Description of the task:
Below is a block of records: output all of them exactly and leave out the pictures.

(begin)

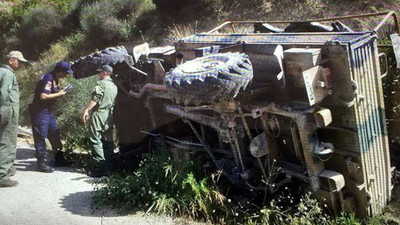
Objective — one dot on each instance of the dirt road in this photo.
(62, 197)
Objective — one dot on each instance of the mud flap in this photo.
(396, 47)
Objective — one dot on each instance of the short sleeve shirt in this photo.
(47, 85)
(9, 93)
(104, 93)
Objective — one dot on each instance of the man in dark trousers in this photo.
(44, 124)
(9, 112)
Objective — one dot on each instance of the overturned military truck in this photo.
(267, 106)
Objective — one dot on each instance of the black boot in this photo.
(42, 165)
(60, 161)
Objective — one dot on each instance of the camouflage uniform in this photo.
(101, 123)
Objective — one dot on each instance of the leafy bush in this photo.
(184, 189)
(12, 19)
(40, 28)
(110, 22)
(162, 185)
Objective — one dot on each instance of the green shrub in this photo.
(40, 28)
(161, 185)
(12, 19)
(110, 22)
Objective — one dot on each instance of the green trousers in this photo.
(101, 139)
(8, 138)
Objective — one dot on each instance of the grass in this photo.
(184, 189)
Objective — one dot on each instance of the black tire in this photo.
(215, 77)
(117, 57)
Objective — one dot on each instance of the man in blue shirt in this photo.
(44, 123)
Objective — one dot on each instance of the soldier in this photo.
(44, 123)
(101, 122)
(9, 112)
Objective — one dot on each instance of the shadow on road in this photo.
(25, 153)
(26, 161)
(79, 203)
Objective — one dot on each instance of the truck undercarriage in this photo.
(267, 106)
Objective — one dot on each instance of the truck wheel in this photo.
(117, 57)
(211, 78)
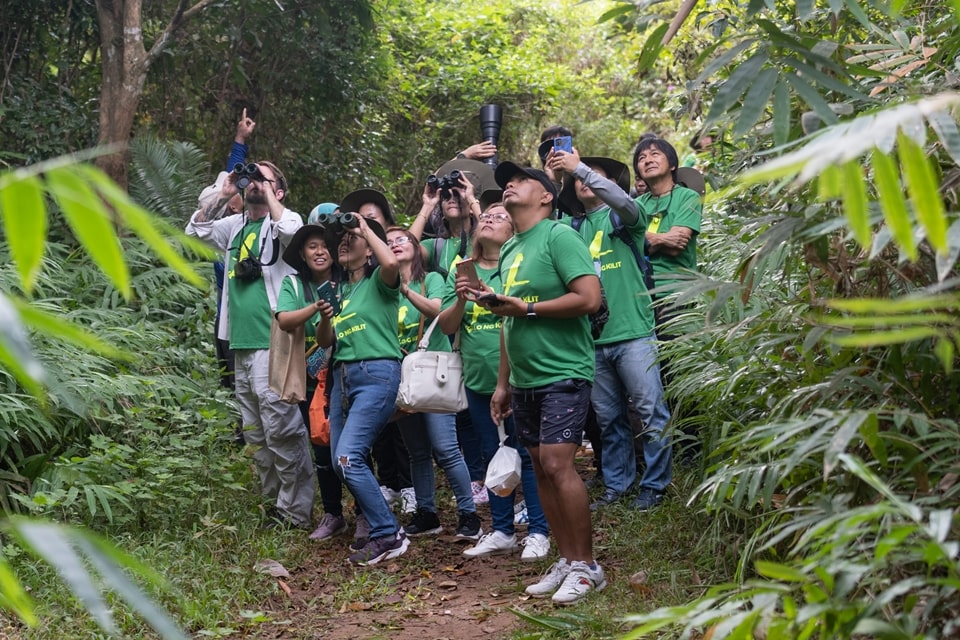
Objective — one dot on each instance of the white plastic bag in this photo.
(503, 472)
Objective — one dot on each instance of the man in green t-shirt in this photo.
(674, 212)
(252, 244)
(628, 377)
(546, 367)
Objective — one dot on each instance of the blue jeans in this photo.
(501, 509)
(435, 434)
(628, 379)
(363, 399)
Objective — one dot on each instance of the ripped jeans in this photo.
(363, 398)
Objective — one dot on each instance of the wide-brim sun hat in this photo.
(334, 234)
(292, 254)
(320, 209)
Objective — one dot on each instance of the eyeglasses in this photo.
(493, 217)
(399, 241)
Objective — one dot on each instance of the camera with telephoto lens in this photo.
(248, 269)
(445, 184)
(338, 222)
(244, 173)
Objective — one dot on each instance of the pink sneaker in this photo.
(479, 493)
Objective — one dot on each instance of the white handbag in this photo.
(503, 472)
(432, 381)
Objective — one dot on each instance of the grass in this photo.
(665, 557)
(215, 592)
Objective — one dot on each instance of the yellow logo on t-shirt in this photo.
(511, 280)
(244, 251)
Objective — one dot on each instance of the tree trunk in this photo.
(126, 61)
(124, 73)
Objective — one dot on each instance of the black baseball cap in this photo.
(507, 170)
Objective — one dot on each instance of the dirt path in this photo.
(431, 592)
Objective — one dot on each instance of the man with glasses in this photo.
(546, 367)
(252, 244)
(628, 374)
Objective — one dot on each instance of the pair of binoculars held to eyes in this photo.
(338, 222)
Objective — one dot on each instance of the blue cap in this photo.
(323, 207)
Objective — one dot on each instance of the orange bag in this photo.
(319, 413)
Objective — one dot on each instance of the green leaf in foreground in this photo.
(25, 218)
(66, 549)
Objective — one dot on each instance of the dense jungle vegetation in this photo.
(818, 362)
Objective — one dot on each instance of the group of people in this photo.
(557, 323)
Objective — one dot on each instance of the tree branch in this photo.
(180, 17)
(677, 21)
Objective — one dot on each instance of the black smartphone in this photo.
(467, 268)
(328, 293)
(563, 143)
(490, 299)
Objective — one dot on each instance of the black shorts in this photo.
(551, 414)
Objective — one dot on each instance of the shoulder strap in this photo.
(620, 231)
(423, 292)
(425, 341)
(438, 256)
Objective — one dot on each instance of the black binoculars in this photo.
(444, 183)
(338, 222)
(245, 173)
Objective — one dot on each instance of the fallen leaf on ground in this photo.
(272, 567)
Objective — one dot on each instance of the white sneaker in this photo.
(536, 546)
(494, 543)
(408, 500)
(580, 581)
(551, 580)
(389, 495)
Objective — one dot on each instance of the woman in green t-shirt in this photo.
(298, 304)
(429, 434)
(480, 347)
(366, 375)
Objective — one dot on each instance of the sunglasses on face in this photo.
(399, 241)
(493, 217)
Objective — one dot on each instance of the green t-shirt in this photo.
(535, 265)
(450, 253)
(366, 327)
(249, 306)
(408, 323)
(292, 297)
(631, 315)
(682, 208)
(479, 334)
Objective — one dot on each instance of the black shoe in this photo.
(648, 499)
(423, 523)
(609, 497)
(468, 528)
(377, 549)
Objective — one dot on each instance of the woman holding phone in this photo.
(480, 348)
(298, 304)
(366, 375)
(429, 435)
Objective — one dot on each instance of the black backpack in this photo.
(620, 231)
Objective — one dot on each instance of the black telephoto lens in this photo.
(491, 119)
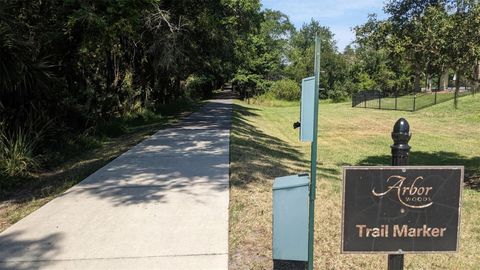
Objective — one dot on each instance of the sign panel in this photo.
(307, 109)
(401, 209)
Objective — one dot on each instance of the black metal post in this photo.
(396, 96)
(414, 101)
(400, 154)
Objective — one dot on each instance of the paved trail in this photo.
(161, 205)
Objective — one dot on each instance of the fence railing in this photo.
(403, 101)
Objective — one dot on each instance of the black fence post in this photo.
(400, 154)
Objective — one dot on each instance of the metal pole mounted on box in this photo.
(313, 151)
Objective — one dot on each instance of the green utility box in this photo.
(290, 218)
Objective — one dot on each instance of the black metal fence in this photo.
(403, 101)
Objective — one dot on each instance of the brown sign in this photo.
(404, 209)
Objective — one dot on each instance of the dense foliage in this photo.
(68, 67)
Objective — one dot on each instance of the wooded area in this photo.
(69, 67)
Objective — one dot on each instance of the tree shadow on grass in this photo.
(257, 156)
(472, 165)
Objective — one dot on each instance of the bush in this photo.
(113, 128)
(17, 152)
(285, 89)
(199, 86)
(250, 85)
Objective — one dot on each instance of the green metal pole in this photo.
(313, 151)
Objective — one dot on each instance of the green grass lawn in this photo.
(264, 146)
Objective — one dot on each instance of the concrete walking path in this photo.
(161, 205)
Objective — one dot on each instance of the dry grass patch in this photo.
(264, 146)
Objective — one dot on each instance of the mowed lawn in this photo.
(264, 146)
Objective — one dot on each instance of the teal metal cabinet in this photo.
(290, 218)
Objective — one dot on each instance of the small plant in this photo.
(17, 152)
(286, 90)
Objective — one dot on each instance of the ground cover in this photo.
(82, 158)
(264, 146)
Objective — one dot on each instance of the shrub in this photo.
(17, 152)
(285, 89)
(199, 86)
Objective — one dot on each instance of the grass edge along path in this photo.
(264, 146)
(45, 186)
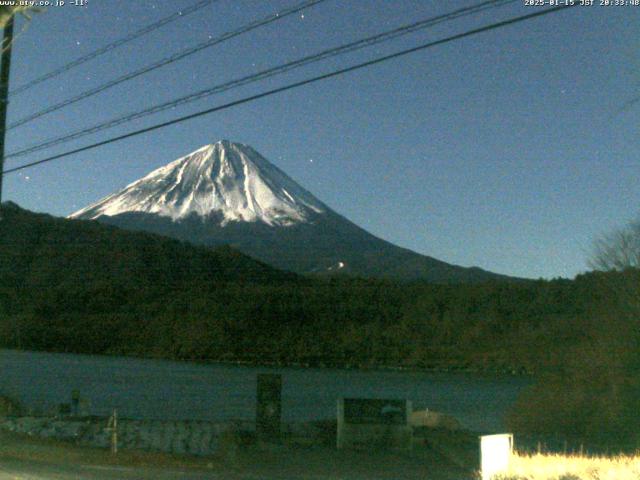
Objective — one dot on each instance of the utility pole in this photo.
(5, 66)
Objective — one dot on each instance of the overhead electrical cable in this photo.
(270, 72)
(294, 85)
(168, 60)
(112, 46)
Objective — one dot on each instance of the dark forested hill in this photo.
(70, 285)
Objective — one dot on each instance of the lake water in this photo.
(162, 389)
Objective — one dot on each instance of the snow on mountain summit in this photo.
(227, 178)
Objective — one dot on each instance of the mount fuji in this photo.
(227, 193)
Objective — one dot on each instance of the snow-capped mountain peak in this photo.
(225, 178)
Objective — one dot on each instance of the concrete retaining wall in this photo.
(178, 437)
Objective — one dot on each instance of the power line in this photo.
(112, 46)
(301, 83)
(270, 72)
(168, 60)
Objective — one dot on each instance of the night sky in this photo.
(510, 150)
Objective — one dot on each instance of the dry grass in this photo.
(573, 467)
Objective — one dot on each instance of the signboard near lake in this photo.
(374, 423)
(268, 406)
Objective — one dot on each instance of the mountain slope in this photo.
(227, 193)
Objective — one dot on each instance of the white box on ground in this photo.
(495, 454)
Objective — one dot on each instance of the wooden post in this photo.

(end)

Answer for the task:
Objective — one dot on each instance of the dirt road in this photo.
(62, 197)
Objective — one dot on each instance of the mud flap in this photo.
(396, 47)
Objective — one dot on each instance of the short sleeve shirt in this photo.
(47, 85)
(9, 93)
(104, 93)
Objective — one dot on each instance of the man in dark trousers in this photo.
(44, 124)
(9, 112)
Objective — one dot on each instance of the overturned military truck in this photo.
(267, 106)
Objective — one dot on each instance of the black boot in this photo.
(42, 165)
(60, 161)
Objective — one dot on each instance of the camouflage uniform in this photo.
(101, 123)
Objective — one dot on each instance of the leafy bush in this photo.
(184, 189)
(12, 19)
(40, 28)
(110, 22)
(162, 185)
Objective — one dot on each instance of the green shrub in this photo.
(40, 28)
(161, 185)
(12, 19)
(110, 22)
Objective — one dot on each instance of the green trousers in this photo.
(101, 139)
(8, 138)
Objective — one dot on each instance of the grass in this photo.
(184, 189)
Objective — one dot on each instance of the black tire in this photo.
(215, 77)
(117, 57)
Objective — one dot on each instance of the man in blue shirt in this photo.
(44, 123)
Objective — one dot on each instance of the soldier in this photo.
(44, 123)
(101, 122)
(9, 112)
Objective — one dot on each instance of the shadow on road in this photo.
(25, 153)
(26, 161)
(79, 203)
Objective — one dot on each instance of the truck undercarriage in this photo.
(267, 106)
Objective — one dot on each instance of the truck wheel in this photo.
(117, 57)
(211, 78)
Objective — one dot on each instance of the white plastic bag in this photo.
(503, 472)
Objective — one dot on each instance of the man in green t-shirt in this photo.
(674, 212)
(252, 244)
(628, 377)
(546, 367)
Objective — one dot on each instance of the blue jeans in this photo.
(501, 509)
(435, 434)
(628, 379)
(363, 399)
Objective — one dot on each instance of the ripped jeans in this photo.
(363, 398)
Objective — one dot on each instance of the wide-brim sun hat in this photo.
(334, 234)
(292, 254)
(320, 209)
Objective — one dot on each instance of the eyeglasses in this photo.
(493, 217)
(399, 241)
Objective — one dot on each instance of the camera with telephoto lens in this photo.
(248, 269)
(445, 184)
(338, 222)
(244, 173)
Objective — one dot on each instance of the pink sneaker in this photo.
(479, 493)
Objective — one dot on each instance of the white handbag in this photo.
(503, 472)
(432, 381)
Objective — one dot on each instance of the grass in this photo.
(665, 557)
(215, 592)
Objective — one dot on each instance of the yellow logo on t-shirt in this photo.
(511, 280)
(244, 251)
Objective — one dot on each instance of the tree trunk in this photo.
(126, 61)
(124, 73)
Objective — one dot on each instance of the black baseball cap in this photo.
(507, 170)
Objective — one dot on each instance of the dirt path in this photo.
(431, 592)
Objective — one dot on each instance of the man with glasses in this photo.
(546, 367)
(252, 244)
(628, 374)
Objective — one dot on each instance of the pair of binoculars held to eyes in this photo.
(338, 222)
Objective — one dot on each instance of the blue cap in this photo.
(323, 207)
Objective — one dot on each instance of the orange bag in this photo.
(319, 413)
Objective — one dot on each instance of the green leaf in foreground in this photo.
(25, 218)
(66, 549)
Objective — one dot on each instance of the dense jungle vegetation in this photo.
(818, 362)
Objective — one dot on each instance of the group of people in this photo.
(557, 323)
Objective — one dot on each instance of the tree branch in this photo.
(180, 17)
(677, 21)
Objective — one dot on each instance of the black smartphone in this photo.
(467, 268)
(328, 293)
(563, 143)
(490, 299)
Objective — one dot on each instance of the black shorts in this photo.
(551, 414)
Objective — one dot on each instance of the shoulder strap in this photo.
(620, 231)
(423, 292)
(425, 341)
(438, 256)
Objective — one dot on each instance of the black binoculars in this photo.
(444, 183)
(338, 222)
(245, 173)
Objective — one dot on each instance of the fallen leaf on ground in this photo.
(272, 567)
Objective — one dot on each instance of the white sneaker in this photo.
(536, 546)
(494, 543)
(408, 500)
(580, 581)
(551, 580)
(389, 495)
Objective — one dot on each instance of the woman in green t-shirt in this photo.
(298, 304)
(429, 434)
(480, 347)
(366, 375)
Objective — one dot on each instance of the sunglasses on face in this photo.
(399, 241)
(493, 217)
Objective — one dot on each instance of the green t-shirt in this photo.
(535, 265)
(450, 253)
(366, 327)
(249, 306)
(408, 323)
(292, 297)
(631, 315)
(682, 208)
(479, 334)
Objective — one dot on each instance of the black shoe in this photo.
(648, 499)
(423, 523)
(609, 497)
(468, 528)
(377, 549)
Objective — one dot on each instance of the woman holding phone in this photo.
(480, 348)
(298, 304)
(366, 375)
(429, 435)
Objective — one dot on each instance of the black backpack in this photo.
(620, 231)
Objective — one dot on each instance of the black telephoto lens in this photo.
(491, 119)
Objective — one dot on each instance of the sign panel in this photo.
(307, 109)
(401, 209)
Objective — one dot on each instance of the black metal post in this photo.
(396, 96)
(414, 101)
(400, 154)
Objective — one dot on each instance of the paved trail in this photo.
(161, 205)
Objective — one dot on each instance of the fence railing in this photo.
(403, 101)
Objective — one dot on each instance of the black fence post in this photo.
(400, 154)
Objective — one dot on each instance of the metal pole mounted on box in this photo.
(313, 151)
Objective — one dot on each instance of the green utility box in this photo.
(290, 218)
Objective — one dot on each instance of the black metal fence in this photo.
(403, 101)
Objective — one dot on each instance of the brown sign in this photo.
(404, 209)
Objective — one dot on each instance of the dense foliage in this photo.
(68, 67)
Objective — one dot on each instance of the wooded area in this photo.
(69, 67)
Objective — one dot on each instance of the tree shadow on grass in this photo.
(257, 156)
(472, 165)
Objective — one dot on each instance of the bush in this photo.
(113, 128)
(17, 152)
(285, 89)
(199, 86)
(250, 85)
Objective — one dot on each instance of the green metal pole in this photo.
(313, 151)
Objective — one dot on each instance of the green grass lawn in this photo.
(264, 146)
Objective — one dot on each instance of the concrete walking path in this photo.
(161, 205)
Objective — one dot on each instance of the dry grass patch in this photo.
(264, 146)
Objective — one dot on each instance of the mowed lawn in this photo.
(264, 146)
Objective — one dot on each instance of the teal metal cabinet in this photo.
(290, 218)
Objective — one dot on each instance of the small plant in this photo.
(17, 152)
(286, 90)
Objective — one dot on each instance of the ground cover in this photo.
(82, 158)
(264, 146)
Objective — one dot on each instance of the shrub in this photo.
(17, 152)
(285, 89)
(199, 86)
Objective — one dot on each instance of the grass edge along path in this photo.
(264, 146)
(45, 186)
Objective — one dot on each instance of the utility pole in this photo.
(5, 66)
Objective — one dot on each instance of the overhead electrical cable in this photo.
(270, 72)
(294, 85)
(168, 60)
(112, 46)
Objective — one dot on each instance of the dark forested hill in this photo.
(70, 285)
Objective — one dot on each instance of the lake water in this photo.
(162, 389)
Objective — one dot on each instance of the snow on mountain summit in this photo.
(227, 178)
Objective — one dot on each instance of the mount fuji in this photo.
(227, 193)
Objective — one dot on each instance of the snow-capped mountain peak in this photo.
(225, 178)
Objective — one dot on each instance of the concrete retaining wall in this photo.
(178, 437)
Objective — one dot on each instance of the power line in this photo.
(112, 46)
(301, 83)
(270, 72)
(168, 60)
Objective — one dot on each instance of the night sky in this photo.
(510, 150)
Objective — one dot on each instance of the dry grass in this photo.
(573, 467)
Objective — one dot on each instance of the signboard near lake in this photo.
(374, 423)
(268, 406)
Objective — one dot on each instance of the mountain slope in this photo.
(227, 193)
Objective — one dot on each instance of the white box on ground in this photo.
(495, 454)
Objective — one dot on each instance of the wooden post in this photo.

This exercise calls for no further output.